§ **Your task**
Change "rough mask" to "coarse mask" in the records from their start through the line that contains "box: [121, 173, 139, 186]", inclusive. Return only those lines, otherwise unchanged and without the pictures.

[Dataset records]
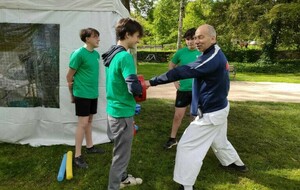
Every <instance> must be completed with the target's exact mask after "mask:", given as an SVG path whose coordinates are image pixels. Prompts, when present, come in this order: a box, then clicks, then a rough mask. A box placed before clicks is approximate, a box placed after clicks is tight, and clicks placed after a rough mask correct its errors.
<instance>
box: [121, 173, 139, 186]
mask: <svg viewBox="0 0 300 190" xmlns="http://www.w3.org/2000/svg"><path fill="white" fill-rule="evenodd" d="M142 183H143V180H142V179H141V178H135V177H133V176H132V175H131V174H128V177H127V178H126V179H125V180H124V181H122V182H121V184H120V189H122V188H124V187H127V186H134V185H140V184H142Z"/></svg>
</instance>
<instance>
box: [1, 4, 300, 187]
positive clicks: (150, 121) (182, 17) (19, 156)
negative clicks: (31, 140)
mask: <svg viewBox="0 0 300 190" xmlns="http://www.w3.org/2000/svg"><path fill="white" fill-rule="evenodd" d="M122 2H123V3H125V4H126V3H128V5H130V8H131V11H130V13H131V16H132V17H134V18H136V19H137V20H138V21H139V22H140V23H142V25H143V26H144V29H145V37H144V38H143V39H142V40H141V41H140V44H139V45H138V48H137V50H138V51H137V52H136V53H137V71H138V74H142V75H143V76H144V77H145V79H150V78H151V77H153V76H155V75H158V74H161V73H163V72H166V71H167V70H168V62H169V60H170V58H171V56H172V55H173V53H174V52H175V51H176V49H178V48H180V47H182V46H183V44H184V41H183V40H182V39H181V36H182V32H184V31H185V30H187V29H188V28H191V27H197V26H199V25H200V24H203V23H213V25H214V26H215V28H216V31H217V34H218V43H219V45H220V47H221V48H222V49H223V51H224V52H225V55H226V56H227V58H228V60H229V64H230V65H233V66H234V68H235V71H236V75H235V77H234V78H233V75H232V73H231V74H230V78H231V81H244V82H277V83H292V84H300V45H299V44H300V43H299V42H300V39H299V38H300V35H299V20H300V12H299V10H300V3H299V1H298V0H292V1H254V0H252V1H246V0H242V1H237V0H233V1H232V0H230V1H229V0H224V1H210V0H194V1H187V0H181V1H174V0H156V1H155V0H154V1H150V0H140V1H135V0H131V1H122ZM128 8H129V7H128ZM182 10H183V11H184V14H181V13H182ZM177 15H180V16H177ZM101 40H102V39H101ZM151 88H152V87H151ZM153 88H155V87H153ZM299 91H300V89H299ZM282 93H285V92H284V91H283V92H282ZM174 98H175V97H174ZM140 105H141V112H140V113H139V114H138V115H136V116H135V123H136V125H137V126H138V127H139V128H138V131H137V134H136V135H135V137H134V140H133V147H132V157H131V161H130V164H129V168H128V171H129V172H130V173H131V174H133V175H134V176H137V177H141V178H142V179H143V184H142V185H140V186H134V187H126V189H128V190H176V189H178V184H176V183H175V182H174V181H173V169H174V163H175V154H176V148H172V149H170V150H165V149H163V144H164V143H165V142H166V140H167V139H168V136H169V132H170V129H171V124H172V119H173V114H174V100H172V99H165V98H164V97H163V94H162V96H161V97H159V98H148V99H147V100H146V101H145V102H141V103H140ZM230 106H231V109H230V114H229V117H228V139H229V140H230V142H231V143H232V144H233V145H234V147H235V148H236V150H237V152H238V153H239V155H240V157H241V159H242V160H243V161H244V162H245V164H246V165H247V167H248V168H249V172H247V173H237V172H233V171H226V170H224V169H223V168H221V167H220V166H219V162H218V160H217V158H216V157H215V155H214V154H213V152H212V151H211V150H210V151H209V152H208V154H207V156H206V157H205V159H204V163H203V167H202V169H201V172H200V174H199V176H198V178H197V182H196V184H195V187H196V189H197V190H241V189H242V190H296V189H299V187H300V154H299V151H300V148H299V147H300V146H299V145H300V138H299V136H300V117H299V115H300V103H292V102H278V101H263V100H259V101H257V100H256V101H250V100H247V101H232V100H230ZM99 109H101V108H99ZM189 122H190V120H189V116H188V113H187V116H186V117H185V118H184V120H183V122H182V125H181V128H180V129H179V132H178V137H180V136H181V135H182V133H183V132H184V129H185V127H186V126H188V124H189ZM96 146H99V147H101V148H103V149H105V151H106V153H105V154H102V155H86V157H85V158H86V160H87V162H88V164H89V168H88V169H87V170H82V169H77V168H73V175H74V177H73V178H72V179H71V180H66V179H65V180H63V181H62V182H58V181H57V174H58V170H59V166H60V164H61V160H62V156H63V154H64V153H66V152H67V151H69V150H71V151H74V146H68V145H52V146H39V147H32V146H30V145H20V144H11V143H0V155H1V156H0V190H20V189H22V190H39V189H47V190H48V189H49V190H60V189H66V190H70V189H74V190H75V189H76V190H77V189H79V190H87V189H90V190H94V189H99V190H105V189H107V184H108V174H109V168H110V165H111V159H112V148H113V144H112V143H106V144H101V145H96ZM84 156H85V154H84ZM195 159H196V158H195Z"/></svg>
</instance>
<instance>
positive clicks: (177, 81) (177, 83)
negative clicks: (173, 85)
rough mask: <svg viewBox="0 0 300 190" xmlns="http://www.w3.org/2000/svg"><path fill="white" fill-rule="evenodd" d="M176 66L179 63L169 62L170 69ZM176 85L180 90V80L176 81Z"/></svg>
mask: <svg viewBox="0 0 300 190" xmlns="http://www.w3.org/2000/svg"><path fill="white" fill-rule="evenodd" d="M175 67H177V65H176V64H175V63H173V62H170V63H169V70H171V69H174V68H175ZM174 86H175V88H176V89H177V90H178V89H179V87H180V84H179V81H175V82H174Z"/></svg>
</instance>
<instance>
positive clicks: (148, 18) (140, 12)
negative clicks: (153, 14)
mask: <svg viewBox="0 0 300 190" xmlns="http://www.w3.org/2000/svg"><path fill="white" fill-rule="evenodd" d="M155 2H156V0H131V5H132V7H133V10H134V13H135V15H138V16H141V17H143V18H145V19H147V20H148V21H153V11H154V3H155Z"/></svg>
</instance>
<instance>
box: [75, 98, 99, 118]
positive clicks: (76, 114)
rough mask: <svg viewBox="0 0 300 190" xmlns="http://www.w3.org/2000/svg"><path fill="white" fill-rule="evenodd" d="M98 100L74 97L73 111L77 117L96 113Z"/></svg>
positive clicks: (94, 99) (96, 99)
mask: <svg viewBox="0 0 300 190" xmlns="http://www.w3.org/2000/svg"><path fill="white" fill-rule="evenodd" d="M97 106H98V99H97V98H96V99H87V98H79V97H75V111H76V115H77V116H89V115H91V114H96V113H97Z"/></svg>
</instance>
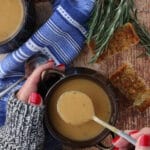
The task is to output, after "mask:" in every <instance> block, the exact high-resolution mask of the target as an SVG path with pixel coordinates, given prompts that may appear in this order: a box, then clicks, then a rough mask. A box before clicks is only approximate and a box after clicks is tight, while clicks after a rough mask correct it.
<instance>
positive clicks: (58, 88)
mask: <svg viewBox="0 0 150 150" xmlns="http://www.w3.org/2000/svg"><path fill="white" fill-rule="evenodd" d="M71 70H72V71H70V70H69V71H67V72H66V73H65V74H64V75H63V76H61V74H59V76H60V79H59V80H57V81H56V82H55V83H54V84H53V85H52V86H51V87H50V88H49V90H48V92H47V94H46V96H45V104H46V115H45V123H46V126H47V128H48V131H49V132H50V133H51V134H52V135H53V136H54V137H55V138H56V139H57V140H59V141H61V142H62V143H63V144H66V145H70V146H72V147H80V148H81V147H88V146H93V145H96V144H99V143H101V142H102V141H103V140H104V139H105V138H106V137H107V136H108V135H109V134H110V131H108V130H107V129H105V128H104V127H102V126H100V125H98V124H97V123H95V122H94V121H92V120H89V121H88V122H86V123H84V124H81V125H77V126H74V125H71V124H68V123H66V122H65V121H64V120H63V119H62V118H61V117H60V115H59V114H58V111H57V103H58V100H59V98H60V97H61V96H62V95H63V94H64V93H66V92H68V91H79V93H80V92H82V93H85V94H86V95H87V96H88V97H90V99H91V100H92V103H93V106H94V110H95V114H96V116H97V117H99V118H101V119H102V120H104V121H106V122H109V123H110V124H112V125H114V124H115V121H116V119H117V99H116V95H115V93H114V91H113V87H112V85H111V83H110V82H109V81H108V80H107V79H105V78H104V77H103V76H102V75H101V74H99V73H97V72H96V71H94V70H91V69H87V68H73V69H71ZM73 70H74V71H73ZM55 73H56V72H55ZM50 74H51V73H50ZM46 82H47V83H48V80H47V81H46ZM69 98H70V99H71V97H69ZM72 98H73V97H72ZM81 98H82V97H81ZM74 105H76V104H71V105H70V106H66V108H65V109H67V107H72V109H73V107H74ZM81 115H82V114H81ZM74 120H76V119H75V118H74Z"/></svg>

§ **Written solution**
Every <instance> must be completed with the target's exact mask after "mask:", given as an SVG path whose coordinates are image pixels. Prompts, when present, come in this order: a box, then clicks, then a coarse mask. A box placed before clicks is approximate, a box placed after clicks is tight, and clicks placed after a coarse mask correct its errors.
<instance>
box: [121, 173, 139, 186]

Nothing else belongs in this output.